→ WHAT NEEDS TO BE DONE:
Output only an exact transcription of the line containing "Would you be able to mark the ski tracks" and all lines that follow it in the data below.

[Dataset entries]
————

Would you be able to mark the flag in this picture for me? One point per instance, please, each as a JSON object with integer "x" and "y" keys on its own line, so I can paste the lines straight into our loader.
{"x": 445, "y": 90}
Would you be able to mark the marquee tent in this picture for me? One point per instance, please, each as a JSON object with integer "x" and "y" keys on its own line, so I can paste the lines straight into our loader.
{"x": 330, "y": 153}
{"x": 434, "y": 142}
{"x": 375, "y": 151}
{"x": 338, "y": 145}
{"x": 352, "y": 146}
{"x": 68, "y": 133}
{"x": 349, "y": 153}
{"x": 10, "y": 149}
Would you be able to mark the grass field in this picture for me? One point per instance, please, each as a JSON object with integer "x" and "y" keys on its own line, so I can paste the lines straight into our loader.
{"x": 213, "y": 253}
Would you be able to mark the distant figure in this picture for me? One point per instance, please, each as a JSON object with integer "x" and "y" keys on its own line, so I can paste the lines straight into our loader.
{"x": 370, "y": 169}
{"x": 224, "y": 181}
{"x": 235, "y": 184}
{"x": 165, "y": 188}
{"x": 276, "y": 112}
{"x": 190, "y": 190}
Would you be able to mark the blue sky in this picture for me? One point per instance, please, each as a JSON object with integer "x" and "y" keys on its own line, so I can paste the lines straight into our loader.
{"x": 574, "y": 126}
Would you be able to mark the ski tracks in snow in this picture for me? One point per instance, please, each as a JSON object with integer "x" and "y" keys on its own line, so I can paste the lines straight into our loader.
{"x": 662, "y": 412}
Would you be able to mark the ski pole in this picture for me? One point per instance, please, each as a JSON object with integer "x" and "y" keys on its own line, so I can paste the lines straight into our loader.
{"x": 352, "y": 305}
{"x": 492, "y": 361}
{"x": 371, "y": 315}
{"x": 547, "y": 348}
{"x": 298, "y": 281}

————

→ ANSWER TO THE PROBLEM:
Would you be able to mark the ski tracks in snow in this picture for me? One point per instance, please, each as a JSON object with integer "x" and "y" keys on its own line, so I can paste the lines straight into our loader.
{"x": 662, "y": 412}
Would you be able to mark the ski pole in this picture for me? One point per instance, please, each as a JSON object with integer "x" and "y" keys on its own line, so I can paste the lines straight into our loader.
{"x": 352, "y": 305}
{"x": 492, "y": 361}
{"x": 371, "y": 315}
{"x": 547, "y": 348}
{"x": 298, "y": 281}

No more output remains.